> _TEXT SECTION_
+ + + +
WHAT IS A SHORT SALE?

 

 

Definition: A “Short Sale” is when the lender agrees to a accept a payoff for less than the remaining mortgage balance, and possibly forgive the entire shortfall, as well as pay the seller’s closing costs including the Realtor fee. The loss is either completely written off by the lender, a payment arrangement is made with the borrower (promissory note), or a lump-sum for a potentially lesser amount is agreed to (cash contribution).

Why Would A Lender Accept a Short Sale? Banks don't want to own real estate. A foreclosure can cost a lender $30,000 to $60,000. They have to maintain the property, market the property, pay for utilities, then spend money on closing costs. They would rather do a Short Sale- where the groundwork has been done for them and generally costs them less than a foreclosure.


 

STEPS TO A SHORT SALE

  • Provide a Letter of Authorization for permission to speak with your lender on your behalf. The letter should specify the property address and loan number. I will also need the last four digits of your social security number for verification with your lender. You or I will ask the lender if they will consider a short sale before beginning.
  • I will place the property on the market for fair market value. Most lenders will only consider offers that are at least 75%-85% of what the property appraises for, based on their independent appraisal, and the criteria of the end-investor on your loan.
  • When we get an offer, I will ensure that it states it is "contingent on seller's mortgage holders' approval".
  • You may counteroffer the buyer at this step, as we don't want to send an offer to the bank that we think will be rejected.
  • I will package up the contract with the following documents and fax or express mail them to your lender:
  • Buyer's pre-approval letter
  • Hardship letter which explains why you need a short sale
  • Financial worksheet itemizing your income and expenses
  • Most recent tax returns
  • Most recent pay stubs or quarterly profit and loss if self-employed
  • Most recent bank statements
  • Copy of the listing agreement
  • Estimated net sheet or HUD-1 Settlement Statement and other documents
  • Expect to wait 30 to 70 days for a response from the bank. They will be ordering an independent appraisal or Broker Price Opinion on the property to ensure the offer is for fair market value. If the value is higher than the offer amount, they will counter-offer at the appraised price.
  • If there are two lenders involved, or a Private Mortgage Insurance company (PMI), then I will facilitate the negotiations between them focusing on a fully approved sale on your behalf.
  • If the lender deems you have sufficient income or savings, they may ask you for a cash contribution or promissory note, usually at favorable terms, to mitigate some of the loss.
+ + + +
[Saved entries]

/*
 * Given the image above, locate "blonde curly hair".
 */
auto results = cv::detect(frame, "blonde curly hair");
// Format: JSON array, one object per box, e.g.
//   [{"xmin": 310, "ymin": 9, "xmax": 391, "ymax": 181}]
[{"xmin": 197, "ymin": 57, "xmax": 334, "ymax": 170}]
+ + + +
> _INSTRUCTIONS TO FOLLOW_
Resume the text on short sales after its final step and carry it forward.

> _RESPONSE BELOW_
  • A lot happens behind the scenes, rest assured, I will be following up on a successful sale for you every step of the way.


 

WHO QUALIFIES FOR A SHORT SALE?

Most lenders will consider allowing a Short Sale if there has been a change in circumstance after the loan was initally obtained which prevents the borrower from making payments.

Some of the possible reasons:

1. Loss of income

2. Divorce

3. Job Transfer

4. Medical Bills

5. Mortgage Rate Reset

The lender will want a Hardship Letter explaining what happened to cause the inability to keep up with mortgage payments. An unsatisfactory reason would be "the market has declined".

If a seller has substantial savings, the lender may ask for a "contribution" to offset some of the loss. Additionally, the lender may ask for a "promissory note" if the borrower shows a good income stream, often at a favorable rate and terms.

 

 

Alternatives to a Short Sale:

1. Forebearance: Your lender will allow you to delay making payments for a period of time, but will add these payments back to your loan. They may be added to the end of your loan, or with a separate payment plan.

2. Re-Amortization: Your lender may add missed payments to your balance, and recalculate a monthly payment taking into account the missed amounts. For example, if you owe $200,000 on your mortgage, and you have missed $4000 in payments, they may recalculate a new monthly payment based on $204,000 mortgage. This will increase your payments somewhat.

3. Re-Finance: Your lender may agree to change the terms of your loan in order to reduce your monthly payment.

4. Deed-in-Lieu of Foreclosure: You give your lender will take title to the house and may agree to waive a deficiency judgment against you. This is still recorded as a foreclosure on your credit.

5. Foreclosure: Proceeding in which the mortgage holder sells or repossesses your property. The lender may then seek a deficiency judgment against you for the unpaid balance.